Lines of data
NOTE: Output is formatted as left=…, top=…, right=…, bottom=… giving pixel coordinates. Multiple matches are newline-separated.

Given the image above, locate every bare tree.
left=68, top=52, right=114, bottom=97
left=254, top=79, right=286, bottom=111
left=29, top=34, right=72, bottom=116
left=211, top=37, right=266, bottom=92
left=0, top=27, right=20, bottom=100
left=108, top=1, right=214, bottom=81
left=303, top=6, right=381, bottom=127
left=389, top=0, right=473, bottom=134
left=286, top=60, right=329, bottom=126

» STATED TASK
Extract every line of the data above that contains the string "right". Treat the match as case-sensitive.

» COMPLETE RESPONSE
NOTE: Output is formatted as left=…, top=…, right=…, bottom=… giving pixel coordinates. Multiple matches are newline-separated.
left=68, top=52, right=114, bottom=97
left=254, top=79, right=286, bottom=111
left=29, top=34, right=72, bottom=116
left=211, top=37, right=266, bottom=92
left=0, top=27, right=20, bottom=100
left=108, top=1, right=214, bottom=81
left=303, top=6, right=381, bottom=127
left=389, top=0, right=473, bottom=134
left=286, top=60, right=329, bottom=126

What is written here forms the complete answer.